◆ **WHAT IS REQUIRED**
Take the material from the line with "Where can you see the wooden" up to and including the line with "column 8, row 131", swap each "Target" for "Label", and write out only those lines with nothing else altered.

◆ **DATA SUPPLIED**
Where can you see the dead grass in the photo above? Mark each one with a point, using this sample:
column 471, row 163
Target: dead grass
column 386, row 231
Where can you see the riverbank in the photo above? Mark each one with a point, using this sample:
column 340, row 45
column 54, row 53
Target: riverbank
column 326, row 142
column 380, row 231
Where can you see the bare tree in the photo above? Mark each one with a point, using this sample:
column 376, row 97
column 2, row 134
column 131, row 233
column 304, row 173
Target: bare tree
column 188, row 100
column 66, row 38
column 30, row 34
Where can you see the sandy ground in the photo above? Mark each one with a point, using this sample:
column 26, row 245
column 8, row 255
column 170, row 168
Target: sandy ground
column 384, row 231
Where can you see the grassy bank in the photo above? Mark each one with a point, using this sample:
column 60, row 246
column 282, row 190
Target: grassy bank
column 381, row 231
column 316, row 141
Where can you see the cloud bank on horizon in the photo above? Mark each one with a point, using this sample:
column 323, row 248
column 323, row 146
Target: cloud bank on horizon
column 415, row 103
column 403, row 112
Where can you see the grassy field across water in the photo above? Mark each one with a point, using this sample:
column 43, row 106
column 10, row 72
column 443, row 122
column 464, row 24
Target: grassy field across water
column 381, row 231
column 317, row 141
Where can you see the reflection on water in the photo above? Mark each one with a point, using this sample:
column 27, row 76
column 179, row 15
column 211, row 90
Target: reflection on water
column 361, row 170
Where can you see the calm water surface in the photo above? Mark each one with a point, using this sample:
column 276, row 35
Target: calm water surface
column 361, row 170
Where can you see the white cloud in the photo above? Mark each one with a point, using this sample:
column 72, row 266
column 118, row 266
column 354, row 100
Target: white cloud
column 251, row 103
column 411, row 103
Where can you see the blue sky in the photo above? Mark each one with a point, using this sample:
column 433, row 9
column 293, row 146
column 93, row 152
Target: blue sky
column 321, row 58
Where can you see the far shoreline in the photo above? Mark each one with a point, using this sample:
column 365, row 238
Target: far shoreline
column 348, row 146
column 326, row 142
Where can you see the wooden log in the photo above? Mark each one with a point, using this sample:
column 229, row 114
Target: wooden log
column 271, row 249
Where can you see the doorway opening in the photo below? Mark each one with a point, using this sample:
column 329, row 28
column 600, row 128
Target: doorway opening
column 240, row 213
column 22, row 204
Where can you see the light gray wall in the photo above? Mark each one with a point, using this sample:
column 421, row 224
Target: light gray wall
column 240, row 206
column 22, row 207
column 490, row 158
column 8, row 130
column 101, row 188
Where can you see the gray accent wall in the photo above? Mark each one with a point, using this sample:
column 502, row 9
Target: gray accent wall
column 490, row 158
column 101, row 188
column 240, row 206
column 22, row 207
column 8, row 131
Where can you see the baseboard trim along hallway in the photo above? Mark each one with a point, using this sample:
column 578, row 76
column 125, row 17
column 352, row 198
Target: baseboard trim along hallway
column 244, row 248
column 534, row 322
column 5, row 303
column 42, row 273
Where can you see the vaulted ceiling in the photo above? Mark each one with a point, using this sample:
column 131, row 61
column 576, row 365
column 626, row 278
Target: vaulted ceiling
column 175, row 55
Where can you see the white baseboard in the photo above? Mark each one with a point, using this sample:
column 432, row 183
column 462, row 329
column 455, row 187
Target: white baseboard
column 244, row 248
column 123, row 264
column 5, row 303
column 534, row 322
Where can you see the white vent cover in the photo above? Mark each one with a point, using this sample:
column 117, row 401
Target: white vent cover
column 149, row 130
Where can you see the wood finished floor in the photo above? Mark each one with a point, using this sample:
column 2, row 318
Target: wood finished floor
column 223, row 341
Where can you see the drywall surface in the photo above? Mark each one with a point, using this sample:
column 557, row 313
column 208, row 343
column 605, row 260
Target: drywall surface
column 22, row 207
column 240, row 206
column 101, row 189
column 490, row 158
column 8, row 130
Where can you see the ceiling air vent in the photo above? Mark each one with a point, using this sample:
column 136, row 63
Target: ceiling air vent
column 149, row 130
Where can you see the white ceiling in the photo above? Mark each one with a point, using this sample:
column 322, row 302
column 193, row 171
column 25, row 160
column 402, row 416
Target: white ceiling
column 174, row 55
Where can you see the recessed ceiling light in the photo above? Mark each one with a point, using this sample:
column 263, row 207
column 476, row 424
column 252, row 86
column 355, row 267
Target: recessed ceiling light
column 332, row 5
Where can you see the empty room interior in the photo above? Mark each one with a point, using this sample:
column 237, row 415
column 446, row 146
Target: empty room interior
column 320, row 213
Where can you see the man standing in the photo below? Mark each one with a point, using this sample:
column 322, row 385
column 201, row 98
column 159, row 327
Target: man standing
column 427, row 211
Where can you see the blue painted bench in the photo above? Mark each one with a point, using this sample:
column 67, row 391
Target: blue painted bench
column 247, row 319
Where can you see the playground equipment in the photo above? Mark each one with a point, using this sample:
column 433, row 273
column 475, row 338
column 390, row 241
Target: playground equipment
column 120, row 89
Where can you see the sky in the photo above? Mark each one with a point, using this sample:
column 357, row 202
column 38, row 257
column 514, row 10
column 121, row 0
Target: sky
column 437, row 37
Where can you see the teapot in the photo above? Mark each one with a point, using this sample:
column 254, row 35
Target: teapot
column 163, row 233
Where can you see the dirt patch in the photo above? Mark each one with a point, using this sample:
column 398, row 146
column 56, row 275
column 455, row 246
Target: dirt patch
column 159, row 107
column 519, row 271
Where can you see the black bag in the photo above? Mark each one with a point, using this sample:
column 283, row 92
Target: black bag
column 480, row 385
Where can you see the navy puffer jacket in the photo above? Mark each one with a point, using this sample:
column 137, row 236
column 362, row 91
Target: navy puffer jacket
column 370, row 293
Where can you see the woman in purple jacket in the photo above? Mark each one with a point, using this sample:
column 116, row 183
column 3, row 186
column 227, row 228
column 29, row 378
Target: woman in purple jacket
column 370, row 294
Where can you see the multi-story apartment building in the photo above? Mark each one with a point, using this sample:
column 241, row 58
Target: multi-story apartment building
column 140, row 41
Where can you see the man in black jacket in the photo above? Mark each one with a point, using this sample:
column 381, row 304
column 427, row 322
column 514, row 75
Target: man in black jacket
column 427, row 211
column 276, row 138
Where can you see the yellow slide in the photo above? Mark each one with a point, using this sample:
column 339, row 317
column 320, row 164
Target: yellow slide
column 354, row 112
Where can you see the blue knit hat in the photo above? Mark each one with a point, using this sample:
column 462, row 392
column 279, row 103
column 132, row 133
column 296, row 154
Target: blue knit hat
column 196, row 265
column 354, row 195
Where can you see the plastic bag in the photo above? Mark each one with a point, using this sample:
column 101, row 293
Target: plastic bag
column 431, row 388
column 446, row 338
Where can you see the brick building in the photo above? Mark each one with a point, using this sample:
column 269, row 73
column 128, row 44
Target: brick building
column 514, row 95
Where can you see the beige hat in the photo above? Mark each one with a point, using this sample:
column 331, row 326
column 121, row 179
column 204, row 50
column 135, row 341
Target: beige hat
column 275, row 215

◆ **SOLUTION**
Where can you see the wooden log in the photo above? Mark each one with a point, using this sample:
column 229, row 114
Label: wooden log
column 271, row 249
Where can you see the doorway opening in the photo below? Mark each one with a point, using this sample:
column 329, row 28
column 600, row 128
Label: doorway opening
column 240, row 213
column 22, row 204
Where can you see the light gray wall in the photo above? Mark each one with a point, using this sample:
column 421, row 224
Label: light gray wall
column 240, row 206
column 22, row 207
column 490, row 158
column 8, row 130
column 101, row 188
Where can you see the gray accent wall in the photo above? Mark each one with a point, using this sample:
column 502, row 9
Label: gray accent wall
column 490, row 158
column 101, row 188
column 240, row 206
column 22, row 207
column 8, row 131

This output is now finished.